■ **Short problem**
Produce a word-for-word copy of the listing below without its pictures.

Data listing:
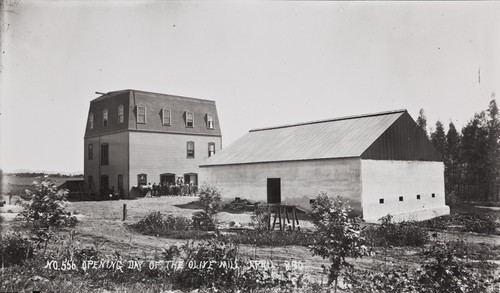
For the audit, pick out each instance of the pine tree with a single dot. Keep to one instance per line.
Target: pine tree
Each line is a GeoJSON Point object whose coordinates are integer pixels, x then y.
{"type": "Point", "coordinates": [493, 150]}
{"type": "Point", "coordinates": [422, 121]}
{"type": "Point", "coordinates": [452, 158]}
{"type": "Point", "coordinates": [438, 138]}
{"type": "Point", "coordinates": [475, 155]}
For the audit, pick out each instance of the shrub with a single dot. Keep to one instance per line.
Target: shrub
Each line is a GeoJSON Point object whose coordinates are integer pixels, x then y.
{"type": "Point", "coordinates": [261, 216]}
{"type": "Point", "coordinates": [392, 234]}
{"type": "Point", "coordinates": [210, 199]}
{"type": "Point", "coordinates": [447, 273]}
{"type": "Point", "coordinates": [479, 223]}
{"type": "Point", "coordinates": [156, 223]}
{"type": "Point", "coordinates": [209, 275]}
{"type": "Point", "coordinates": [211, 203]}
{"type": "Point", "coordinates": [203, 221]}
{"type": "Point", "coordinates": [338, 233]}
{"type": "Point", "coordinates": [442, 271]}
{"type": "Point", "coordinates": [47, 207]}
{"type": "Point", "coordinates": [14, 249]}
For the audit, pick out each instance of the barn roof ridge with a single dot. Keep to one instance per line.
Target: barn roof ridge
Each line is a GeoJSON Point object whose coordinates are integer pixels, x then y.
{"type": "Point", "coordinates": [330, 120]}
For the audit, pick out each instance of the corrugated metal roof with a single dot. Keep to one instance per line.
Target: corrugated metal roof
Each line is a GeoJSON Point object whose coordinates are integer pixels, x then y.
{"type": "Point", "coordinates": [334, 138]}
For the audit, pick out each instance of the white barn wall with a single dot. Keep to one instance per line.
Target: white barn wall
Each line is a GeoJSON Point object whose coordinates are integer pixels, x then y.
{"type": "Point", "coordinates": [391, 179]}
{"type": "Point", "coordinates": [300, 180]}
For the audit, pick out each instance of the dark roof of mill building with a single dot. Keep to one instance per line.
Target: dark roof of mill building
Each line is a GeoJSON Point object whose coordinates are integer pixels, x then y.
{"type": "Point", "coordinates": [153, 103]}
{"type": "Point", "coordinates": [391, 135]}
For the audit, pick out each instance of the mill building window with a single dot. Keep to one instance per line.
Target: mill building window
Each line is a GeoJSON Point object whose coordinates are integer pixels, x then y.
{"type": "Point", "coordinates": [91, 182]}
{"type": "Point", "coordinates": [142, 179]}
{"type": "Point", "coordinates": [141, 114]}
{"type": "Point", "coordinates": [120, 114]}
{"type": "Point", "coordinates": [104, 154]}
{"type": "Point", "coordinates": [211, 149]}
{"type": "Point", "coordinates": [190, 149]}
{"type": "Point", "coordinates": [210, 121]}
{"type": "Point", "coordinates": [90, 154]}
{"type": "Point", "coordinates": [189, 119]}
{"type": "Point", "coordinates": [105, 117]}
{"type": "Point", "coordinates": [166, 116]}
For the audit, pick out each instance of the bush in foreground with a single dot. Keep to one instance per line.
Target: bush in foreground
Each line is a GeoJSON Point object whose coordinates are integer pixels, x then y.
{"type": "Point", "coordinates": [338, 234]}
{"type": "Point", "coordinates": [157, 223]}
{"type": "Point", "coordinates": [443, 271]}
{"type": "Point", "coordinates": [396, 234]}
{"type": "Point", "coordinates": [14, 249]}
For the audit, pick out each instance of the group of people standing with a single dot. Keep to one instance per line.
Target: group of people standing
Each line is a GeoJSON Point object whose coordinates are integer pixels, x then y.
{"type": "Point", "coordinates": [169, 189]}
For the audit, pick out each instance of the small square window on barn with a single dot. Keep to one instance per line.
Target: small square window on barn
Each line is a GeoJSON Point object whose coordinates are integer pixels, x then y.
{"type": "Point", "coordinates": [141, 114]}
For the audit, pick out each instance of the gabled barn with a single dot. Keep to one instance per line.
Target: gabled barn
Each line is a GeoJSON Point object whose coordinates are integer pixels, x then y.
{"type": "Point", "coordinates": [383, 163]}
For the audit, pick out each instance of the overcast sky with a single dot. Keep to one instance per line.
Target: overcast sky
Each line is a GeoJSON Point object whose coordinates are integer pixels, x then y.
{"type": "Point", "coordinates": [264, 63]}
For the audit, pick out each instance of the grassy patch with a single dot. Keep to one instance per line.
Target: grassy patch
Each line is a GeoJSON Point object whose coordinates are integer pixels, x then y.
{"type": "Point", "coordinates": [477, 220]}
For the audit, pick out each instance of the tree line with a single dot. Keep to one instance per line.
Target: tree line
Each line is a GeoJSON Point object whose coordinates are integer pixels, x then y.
{"type": "Point", "coordinates": [471, 156]}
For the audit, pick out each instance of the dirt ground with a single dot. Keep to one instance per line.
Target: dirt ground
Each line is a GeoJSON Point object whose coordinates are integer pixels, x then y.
{"type": "Point", "coordinates": [100, 224]}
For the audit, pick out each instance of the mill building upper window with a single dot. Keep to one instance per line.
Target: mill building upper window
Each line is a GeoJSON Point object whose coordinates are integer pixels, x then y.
{"type": "Point", "coordinates": [210, 121]}
{"type": "Point", "coordinates": [190, 149]}
{"type": "Point", "coordinates": [120, 114]}
{"type": "Point", "coordinates": [211, 149]}
{"type": "Point", "coordinates": [104, 154]}
{"type": "Point", "coordinates": [90, 154]}
{"type": "Point", "coordinates": [189, 119]}
{"type": "Point", "coordinates": [166, 116]}
{"type": "Point", "coordinates": [105, 117]}
{"type": "Point", "coordinates": [141, 114]}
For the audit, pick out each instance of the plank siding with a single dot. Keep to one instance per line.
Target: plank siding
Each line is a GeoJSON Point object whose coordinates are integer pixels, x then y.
{"type": "Point", "coordinates": [118, 162]}
{"type": "Point", "coordinates": [403, 141]}
{"type": "Point", "coordinates": [157, 153]}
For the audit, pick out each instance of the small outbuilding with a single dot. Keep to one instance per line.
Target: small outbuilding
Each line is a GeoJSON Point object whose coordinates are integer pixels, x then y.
{"type": "Point", "coordinates": [383, 163]}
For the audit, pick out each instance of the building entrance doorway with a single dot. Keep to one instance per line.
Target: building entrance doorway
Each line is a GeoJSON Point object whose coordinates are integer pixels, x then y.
{"type": "Point", "coordinates": [191, 178]}
{"type": "Point", "coordinates": [104, 185]}
{"type": "Point", "coordinates": [273, 190]}
{"type": "Point", "coordinates": [167, 179]}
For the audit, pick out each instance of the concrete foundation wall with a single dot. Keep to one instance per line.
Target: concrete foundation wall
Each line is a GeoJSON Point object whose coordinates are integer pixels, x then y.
{"type": "Point", "coordinates": [300, 180]}
{"type": "Point", "coordinates": [158, 153]}
{"type": "Point", "coordinates": [390, 180]}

■ **Response to this exercise**
For the audit, pick out each instance of the pine tree with a single dot. Keep to one instance per line.
Target: pine tree
Each line is a GeoJSON Point object whose coordinates are integer pixels, x then y.
{"type": "Point", "coordinates": [493, 150]}
{"type": "Point", "coordinates": [422, 121]}
{"type": "Point", "coordinates": [452, 158]}
{"type": "Point", "coordinates": [438, 138]}
{"type": "Point", "coordinates": [475, 155]}
For the audit, pick out each instance of the shrub with a single dot. Keep to one instance per line.
Target: shrub
Each line is a GeoJSON Point object whose coordinates are integer pixels, x then y.
{"type": "Point", "coordinates": [261, 216]}
{"type": "Point", "coordinates": [392, 234]}
{"type": "Point", "coordinates": [210, 199]}
{"type": "Point", "coordinates": [447, 273]}
{"type": "Point", "coordinates": [479, 223]}
{"type": "Point", "coordinates": [156, 223]}
{"type": "Point", "coordinates": [209, 275]}
{"type": "Point", "coordinates": [211, 203]}
{"type": "Point", "coordinates": [203, 221]}
{"type": "Point", "coordinates": [338, 233]}
{"type": "Point", "coordinates": [442, 271]}
{"type": "Point", "coordinates": [47, 207]}
{"type": "Point", "coordinates": [14, 249]}
For the audit, pick out each instance of the barn roof ridge with a single dot. Keep to one instance per line.
Target: barn roof ridge
Each line is a GeoJSON Point object whose coordinates are integer pixels, x then y.
{"type": "Point", "coordinates": [330, 120]}
For the audit, pick out each instance of the corrugated metal roof with a single dot. Keep to one instance per line.
Target: corrugated metal roof
Each line is a GeoJSON Point object whose coordinates are integer pixels, x then y.
{"type": "Point", "coordinates": [334, 138]}
For the audit, pick out each instance of the white barn wall with a single dot. Keep to one instance per line.
Target: white barn wall
Each line is a GeoJSON Point object whose coordinates are integer pixels, x then y.
{"type": "Point", "coordinates": [391, 179]}
{"type": "Point", "coordinates": [300, 180]}
For the audit, pick out each instance of the dark roof of mill building with a single dot. Keep to one instance per line.
Target: dark roof of mill building
Each line is a GeoJSON Point object whose coordinates are integer pixels, x then y.
{"type": "Point", "coordinates": [153, 103]}
{"type": "Point", "coordinates": [391, 135]}
For the audit, pick out each instance of the mill building window with a single dot. Keep to one instance per line.
Target: mill building window
Each line is a GeoJSON Point object whose coordinates are integer pixels, x then y.
{"type": "Point", "coordinates": [91, 182]}
{"type": "Point", "coordinates": [142, 179]}
{"type": "Point", "coordinates": [141, 114]}
{"type": "Point", "coordinates": [120, 114]}
{"type": "Point", "coordinates": [104, 154]}
{"type": "Point", "coordinates": [211, 149]}
{"type": "Point", "coordinates": [190, 149]}
{"type": "Point", "coordinates": [210, 121]}
{"type": "Point", "coordinates": [90, 154]}
{"type": "Point", "coordinates": [189, 119]}
{"type": "Point", "coordinates": [105, 117]}
{"type": "Point", "coordinates": [166, 116]}
For the audit, pick out each instance of the bush in foreground with a single dot. Keep to one instance per line.
Target: bush in foreground
Each line is a GeoJSON Point object whose coordinates are integer pixels, x then y.
{"type": "Point", "coordinates": [338, 234]}
{"type": "Point", "coordinates": [157, 223]}
{"type": "Point", "coordinates": [443, 271]}
{"type": "Point", "coordinates": [396, 234]}
{"type": "Point", "coordinates": [14, 249]}
For the audit, pick out each instance of the group of people standing with a single dot. Keep to one instance per line.
Target: group of people standing
Each line is a GeoJSON Point object whose coordinates are integer pixels, x then y.
{"type": "Point", "coordinates": [169, 189]}
For the audit, pick out each instance of the small square window on barn with a single dot. Keep to one instance per line.
Target: small square window on barn
Each line is a GeoJSON Point object whose coordinates are integer pixels, x then y.
{"type": "Point", "coordinates": [141, 114]}
For the audit, pick out each instance of the gabled barn with a single dot. Keep to one instance per line.
Target: gabled barn
Each line is a GeoJSON Point object whose coordinates are integer pixels, x then y.
{"type": "Point", "coordinates": [383, 163]}
For the audit, pick out each instance of the overcast sky with a single dot. Keep to one instance per line.
Target: overcast sky
Each line is a GeoJSON Point object whose coordinates are integer pixels, x then y.
{"type": "Point", "coordinates": [264, 63]}
For the audit, pick out each instance of the grassy patch with a single dot. Keep to one instance per line.
Target: grassy patch
Each line is a GeoJSON Point object whose coordinates are integer pixels, x then y.
{"type": "Point", "coordinates": [477, 220]}
For the audit, pick out each instance of the tree line with a single dot. Keep to one instance per line.
Target: tree line
Each line is a GeoJSON Point object whose coordinates are integer pixels, x then y.
{"type": "Point", "coordinates": [471, 156]}
For the audit, pick out each instance of the dirt ground with a single dot. Keep to one instance per line.
Target: dirt ground
Each line is a GeoJSON Point object whose coordinates are integer pixels, x then y.
{"type": "Point", "coordinates": [100, 224]}
For the audit, pick out each instance of the mill building upper window with a single dot. Keep to one instance per line.
Target: mill building upper window
Each line is a GeoJSON Point object whose coordinates are integer pixels, x then y.
{"type": "Point", "coordinates": [210, 121]}
{"type": "Point", "coordinates": [190, 149]}
{"type": "Point", "coordinates": [120, 114]}
{"type": "Point", "coordinates": [211, 149]}
{"type": "Point", "coordinates": [104, 154]}
{"type": "Point", "coordinates": [90, 154]}
{"type": "Point", "coordinates": [189, 119]}
{"type": "Point", "coordinates": [166, 116]}
{"type": "Point", "coordinates": [105, 117]}
{"type": "Point", "coordinates": [141, 114]}
For the audit, pick out each instance of the plank siding with a single dot. Keep to one instance per line.
Target: plank siding
Each line is a GeoJSON Point object whose coordinates are integer pixels, x then y.
{"type": "Point", "coordinates": [118, 162]}
{"type": "Point", "coordinates": [403, 141]}
{"type": "Point", "coordinates": [157, 153]}
For the audit, pick out each instance of the small outbuilding with a single dot. Keep to one instance per line.
Target: small outbuilding
Each line is a GeoJSON Point object whose coordinates are integer pixels, x then y.
{"type": "Point", "coordinates": [383, 163]}
For the audit, pick out each instance of the building entrance doorway with a single dot. Keep to one instance per line.
Target: building entrance doorway
Each line is a GeoJSON Point object whose coordinates are integer pixels, x then y.
{"type": "Point", "coordinates": [191, 178]}
{"type": "Point", "coordinates": [104, 185]}
{"type": "Point", "coordinates": [273, 190]}
{"type": "Point", "coordinates": [167, 179]}
For the audit, pick out each instance of the concrete foundation wall with a single dot. Keep to one instance per line.
Target: concrete foundation wall
Each line is a GeoJSON Point object whose coordinates are integer pixels, x then y.
{"type": "Point", "coordinates": [300, 180]}
{"type": "Point", "coordinates": [158, 153]}
{"type": "Point", "coordinates": [390, 180]}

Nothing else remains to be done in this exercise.